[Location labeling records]
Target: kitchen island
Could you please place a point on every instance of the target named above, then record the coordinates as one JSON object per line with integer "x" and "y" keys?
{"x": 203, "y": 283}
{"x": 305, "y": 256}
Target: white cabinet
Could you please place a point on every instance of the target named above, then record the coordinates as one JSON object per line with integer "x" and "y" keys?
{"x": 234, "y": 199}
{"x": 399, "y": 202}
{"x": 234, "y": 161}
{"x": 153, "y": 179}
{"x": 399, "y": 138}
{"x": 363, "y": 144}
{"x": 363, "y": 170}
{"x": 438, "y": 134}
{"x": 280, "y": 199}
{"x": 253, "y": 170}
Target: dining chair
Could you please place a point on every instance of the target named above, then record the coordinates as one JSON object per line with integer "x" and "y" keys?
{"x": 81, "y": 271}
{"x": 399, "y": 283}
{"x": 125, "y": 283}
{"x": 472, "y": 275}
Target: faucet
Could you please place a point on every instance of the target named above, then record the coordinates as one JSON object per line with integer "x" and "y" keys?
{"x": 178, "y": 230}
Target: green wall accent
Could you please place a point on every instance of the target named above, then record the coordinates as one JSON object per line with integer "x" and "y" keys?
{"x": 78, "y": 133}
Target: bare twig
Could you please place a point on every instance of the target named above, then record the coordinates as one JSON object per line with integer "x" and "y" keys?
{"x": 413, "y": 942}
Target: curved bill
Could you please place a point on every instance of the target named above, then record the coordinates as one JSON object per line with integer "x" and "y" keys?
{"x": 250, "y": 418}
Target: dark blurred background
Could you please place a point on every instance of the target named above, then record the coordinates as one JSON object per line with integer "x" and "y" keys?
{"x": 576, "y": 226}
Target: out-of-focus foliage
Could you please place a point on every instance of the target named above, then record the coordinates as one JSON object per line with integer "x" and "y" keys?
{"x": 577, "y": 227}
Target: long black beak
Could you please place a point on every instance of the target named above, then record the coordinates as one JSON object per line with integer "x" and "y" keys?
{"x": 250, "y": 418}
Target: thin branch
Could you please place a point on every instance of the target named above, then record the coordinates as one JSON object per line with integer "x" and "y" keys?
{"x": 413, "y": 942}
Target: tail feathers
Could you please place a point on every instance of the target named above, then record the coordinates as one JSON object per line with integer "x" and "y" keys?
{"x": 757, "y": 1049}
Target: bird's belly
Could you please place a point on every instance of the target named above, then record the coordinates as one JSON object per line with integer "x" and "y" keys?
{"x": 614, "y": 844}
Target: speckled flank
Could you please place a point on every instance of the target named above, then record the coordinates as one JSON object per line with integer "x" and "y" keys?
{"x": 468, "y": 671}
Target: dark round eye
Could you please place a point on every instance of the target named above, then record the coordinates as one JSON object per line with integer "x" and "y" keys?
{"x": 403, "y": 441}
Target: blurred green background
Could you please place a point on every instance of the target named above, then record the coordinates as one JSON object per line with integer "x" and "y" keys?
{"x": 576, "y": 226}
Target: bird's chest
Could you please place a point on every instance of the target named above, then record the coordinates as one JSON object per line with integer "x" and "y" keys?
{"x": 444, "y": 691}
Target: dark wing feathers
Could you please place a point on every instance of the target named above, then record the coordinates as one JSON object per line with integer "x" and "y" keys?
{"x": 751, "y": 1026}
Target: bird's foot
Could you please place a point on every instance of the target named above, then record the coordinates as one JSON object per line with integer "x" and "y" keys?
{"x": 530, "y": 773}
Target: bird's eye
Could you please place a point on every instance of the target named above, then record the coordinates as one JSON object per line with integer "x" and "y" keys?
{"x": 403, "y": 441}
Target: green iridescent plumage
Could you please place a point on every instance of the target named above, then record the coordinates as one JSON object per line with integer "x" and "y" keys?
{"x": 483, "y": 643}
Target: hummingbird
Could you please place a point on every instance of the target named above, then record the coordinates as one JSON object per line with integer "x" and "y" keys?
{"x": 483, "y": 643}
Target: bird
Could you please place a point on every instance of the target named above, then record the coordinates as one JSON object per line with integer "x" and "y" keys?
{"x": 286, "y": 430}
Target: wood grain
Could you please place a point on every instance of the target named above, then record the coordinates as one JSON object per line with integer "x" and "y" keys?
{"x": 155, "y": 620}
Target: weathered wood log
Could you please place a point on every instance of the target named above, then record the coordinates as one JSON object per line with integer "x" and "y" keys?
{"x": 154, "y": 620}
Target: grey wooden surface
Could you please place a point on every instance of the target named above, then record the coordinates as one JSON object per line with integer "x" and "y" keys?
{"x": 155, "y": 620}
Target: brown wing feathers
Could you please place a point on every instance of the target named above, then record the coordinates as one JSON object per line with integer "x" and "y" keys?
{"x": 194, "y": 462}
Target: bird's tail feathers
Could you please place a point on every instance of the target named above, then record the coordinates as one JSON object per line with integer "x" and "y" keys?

WHAT YOU HAVE TO DO » Output each record exactly, leaving nothing out.

REPLY »
Target: kitchen island
Could you please place a point on every instance of the target named above, then record the coordinates as one JSON object per line with integer "x" and "y" keys?
{"x": 203, "y": 283}
{"x": 305, "y": 256}
Target: white cabinet
Could you please place a point on every instance of the target named above, then record the coordinates as one JSON object per line with integer "x" and "y" keys?
{"x": 234, "y": 199}
{"x": 399, "y": 202}
{"x": 234, "y": 161}
{"x": 153, "y": 179}
{"x": 399, "y": 138}
{"x": 363, "y": 144}
{"x": 363, "y": 170}
{"x": 438, "y": 134}
{"x": 280, "y": 199}
{"x": 253, "y": 170}
Target: dining chair
Could you please place a point on every instance of the target named above, then record the coordinates as one JSON object per line with integer "x" and "y" keys?
{"x": 81, "y": 271}
{"x": 399, "y": 283}
{"x": 125, "y": 283}
{"x": 472, "y": 275}
Target: faucet
Could you please place a point on every instance of the target named above, then record the coordinates as one JSON object per line with integer "x" and "y" keys?
{"x": 178, "y": 230}
Target: green wall accent
Could you please place a point on every instance of the target named above, then record the coordinates as one JSON object per line with integer "x" and "y" keys?
{"x": 78, "y": 133}
Target: bare twig
Could you please place a point on every instance of the target named above, then record the coordinates as one JSON object per line with integer "x" and "y" keys?
{"x": 413, "y": 942}
Target: curved bill
Could you please place a point on every instance of the target named above, then record the coordinates as one JSON object per line with integer "x" and "y" keys?
{"x": 250, "y": 418}
Target: dark blurred background
Could you please place a point on every instance of the target named above, then record the coordinates as one JSON object per line with integer "x" and "y" keys?
{"x": 576, "y": 226}
Target: out-of-focus foliage
Could you please place a point on every instance of the target named above, then record the coordinates as one JSON object per line with integer "x" and "y" keys?
{"x": 577, "y": 227}
Target: long black beak
Could you please place a point on every instance of the target named above, then record the coordinates as one JSON object per line with integer "x" and "y" keys?
{"x": 250, "y": 418}
Target: thin branch
Could you please place a point on every instance of the target named above, then record the coordinates as one JSON object per line with integer "x" and "y" keys?
{"x": 413, "y": 942}
Target: tail feathers
Could you please place a point on every instance of the target named above, then record the coordinates as one JSON object per line with integer "x" and "y" keys?
{"x": 757, "y": 1049}
Target: bird's belly
Could you please place a point on every instance of the target named above, then record the coordinates as one JSON object per line with integer "x" and "y" keys?
{"x": 614, "y": 844}
Target: speckled flank
Could you please place a point on every instance of the target named above, then record the coordinates as one JSON object per line with integer "x" and "y" keys?
{"x": 468, "y": 671}
Target: dark round eye
Could you please place a point on every instance of the target named above, then record the coordinates as one JSON object per line with integer "x" and "y" keys?
{"x": 403, "y": 441}
Target: blurred green background
Could you please place a point on every instance of the target named above, then record the coordinates as one JSON object per line with integer "x" and "y" keys?
{"x": 576, "y": 226}
Target: bird's chest
Could you please place a point on every instance of the target named above, then record the coordinates as one JSON object per line with integer "x" and "y" keys?
{"x": 444, "y": 691}
Target: dark wing feathers
Could you please place a point on every instance of the target named above, then record the coordinates as one JSON object per line with integer "x" and "y" keys?
{"x": 751, "y": 1026}
Target: bird's foot
Could you please place a point on every instance of the target named above, then record the coordinates as one JSON object per line with integer "x" and "y" keys?
{"x": 530, "y": 773}
Target: bird's eye
Could you please place a point on every instance of the target named above, then record the coordinates as one JSON object per line with integer "x" and "y" keys?
{"x": 403, "y": 441}
Target: green iridescent plumage
Could you please place a point on every instance of the target named above, then record the coordinates as one JSON object per line with integer "x" and "y" keys?
{"x": 483, "y": 643}
Target: hummingbird
Could you please place a point on every instance of the target named above, then record the coordinates as one JSON object per line with integer "x" and "y" keys?
{"x": 483, "y": 643}
Target: bird
Could you please place a point on every instance of the target named above, then record the coordinates as one JSON object per line with integer "x" and "y" keys?
{"x": 286, "y": 430}
Target: wood grain
Could you please place a point on every instance of the target named above, then record the coordinates as one JSON object per line with integer "x" and "y" keys?
{"x": 155, "y": 620}
Target: weathered wood log
Could you please place a point on every instance of the target named above, then record the coordinates as one JSON object per line with integer "x" and "y" keys?
{"x": 154, "y": 620}
Target: grey wooden surface
Could you please place a point on every instance of the target named above, then record the coordinates as one JSON object per line with integer "x" and "y" keys?
{"x": 155, "y": 620}
Target: brown wing feathers
Could you please place a point on every instance of the target named above, then record the coordinates as one JSON object per line with integer "x" and "y" keys?
{"x": 194, "y": 462}
Target: bird's tail feathers
Could you please place a point on every instance of the target named above, then record the coordinates as one JSON object per line with integer "x" and "y" keys?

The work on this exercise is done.